WRITTEN REQUEST:
Make an exact copy of all the material below, apart from the pictures.

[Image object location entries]
#####
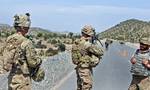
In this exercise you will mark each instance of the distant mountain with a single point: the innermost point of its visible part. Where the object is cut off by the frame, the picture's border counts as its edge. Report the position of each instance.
(129, 30)
(33, 30)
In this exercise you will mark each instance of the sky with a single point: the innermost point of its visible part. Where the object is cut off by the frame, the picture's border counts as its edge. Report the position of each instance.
(72, 15)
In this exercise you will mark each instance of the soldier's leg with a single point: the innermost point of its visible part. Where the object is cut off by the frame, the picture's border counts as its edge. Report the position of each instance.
(86, 78)
(145, 83)
(79, 86)
(19, 82)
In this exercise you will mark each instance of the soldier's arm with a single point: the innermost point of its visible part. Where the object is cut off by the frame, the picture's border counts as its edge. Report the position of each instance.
(32, 59)
(94, 50)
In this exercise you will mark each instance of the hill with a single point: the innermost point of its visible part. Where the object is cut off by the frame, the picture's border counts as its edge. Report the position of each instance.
(129, 30)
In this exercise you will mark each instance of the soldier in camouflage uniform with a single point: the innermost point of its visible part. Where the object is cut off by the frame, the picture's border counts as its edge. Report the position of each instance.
(141, 67)
(24, 55)
(85, 55)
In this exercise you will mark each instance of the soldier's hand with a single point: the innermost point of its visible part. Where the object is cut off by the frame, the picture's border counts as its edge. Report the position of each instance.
(133, 60)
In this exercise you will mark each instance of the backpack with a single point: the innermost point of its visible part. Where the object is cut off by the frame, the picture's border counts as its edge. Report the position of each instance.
(76, 55)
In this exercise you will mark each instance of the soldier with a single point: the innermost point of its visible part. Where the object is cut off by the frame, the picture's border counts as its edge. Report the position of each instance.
(85, 55)
(141, 67)
(20, 55)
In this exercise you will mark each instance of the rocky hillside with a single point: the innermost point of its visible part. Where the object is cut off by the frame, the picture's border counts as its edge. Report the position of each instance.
(129, 30)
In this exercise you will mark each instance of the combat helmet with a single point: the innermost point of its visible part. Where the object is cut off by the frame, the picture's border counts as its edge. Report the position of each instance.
(38, 75)
(145, 40)
(22, 20)
(88, 30)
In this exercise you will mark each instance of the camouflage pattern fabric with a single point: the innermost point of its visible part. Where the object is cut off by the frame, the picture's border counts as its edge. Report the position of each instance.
(24, 57)
(86, 56)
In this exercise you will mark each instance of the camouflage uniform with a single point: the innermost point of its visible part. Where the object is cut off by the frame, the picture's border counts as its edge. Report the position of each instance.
(140, 73)
(24, 56)
(86, 56)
#####
ANSWER TO THIS PROBLEM:
In this exercise you will mark each instance of the distant mountain with a single point: the innermost point of its visible part. Where the object is cut off by the frame, the picture's border counts as its edge. Report the position of each instance.
(129, 30)
(33, 30)
In this exercise you will mark each instance of the sky with a single point: the innermost point of its visible part. Where the object is cut off by the frame, the picture's border counts as its edge. Report the position of each instance.
(72, 15)
In this exercise you will mark each instance of the soldier's leg with a single point: the innermost point of its visible part. Where the object is cut off by the frame, the picture's border counts as its edge. Report the position of each instance.
(86, 78)
(145, 83)
(79, 86)
(19, 82)
In this exercise you will mark each instance of the soldier's arm with a single point: the innermost point of its visible part. Where the object is cut off by the frame, the picture's border counts as its edge. Report the position of each instance.
(32, 59)
(94, 50)
In this exercise you will mark each instance of the hill with a single point: the innermost point of its visible part. Where the object is cut off by the frame, the picture's border counts as its edge. Report the position of each instance.
(129, 30)
In this exercise you will mark each instance of the soldier in camouflage uniform with a single point: the innermost point of its visible part. Where the object is cut off by the frame, the picture's border counts as its edge. Report the position of each instance.
(141, 67)
(24, 55)
(85, 55)
In this exercise you will mark each instance of the soldier's hand with a single point: the innermost point of its visible part. Where the object is cut off by the frame, the picture's border counts as its edge. Report the position of each instance.
(133, 60)
In this exercise you will mark each instance of the backpack with a single point: the innermost point of its visible part. Where the object is cut off by the frame, the picture's border counts as its edge. Report the position of each instance.
(76, 55)
In this exercise you will mark each instance of the soldier with a single point: the innermost point of its visible part. Where the object is cut off by the frame, the picture's border counts as its edge. Report the position of each instance.
(85, 55)
(141, 67)
(20, 55)
In this exercise you will mark each instance of the rocky hillside with a single point: the innermost point of its visible part. Where the object is cut off by the frame, the picture's border counts as its edge. Report the position of each instance.
(129, 30)
In this exercise you will mark each instance of the combat helmet with a single point: the innermost point of its visible part. Where the object is cut off by the frame, the picture's border counts as its edge. Report the position of each instance.
(38, 75)
(145, 40)
(22, 20)
(88, 30)
In this exercise you will mark each instance of the camouflage pattern fabric with a single point: the innermost point of its visible part. Where the object is cut off by the frame, the picture's border counts as its edge. Report the position of each instance.
(24, 57)
(86, 56)
In this exercise you will mark each instance of the camouflage uniform with a single point: the innermost point of its visible part. Where the object is cut off by the frame, the picture's border counts as its edge. Report the position of each instance.
(140, 73)
(24, 56)
(86, 56)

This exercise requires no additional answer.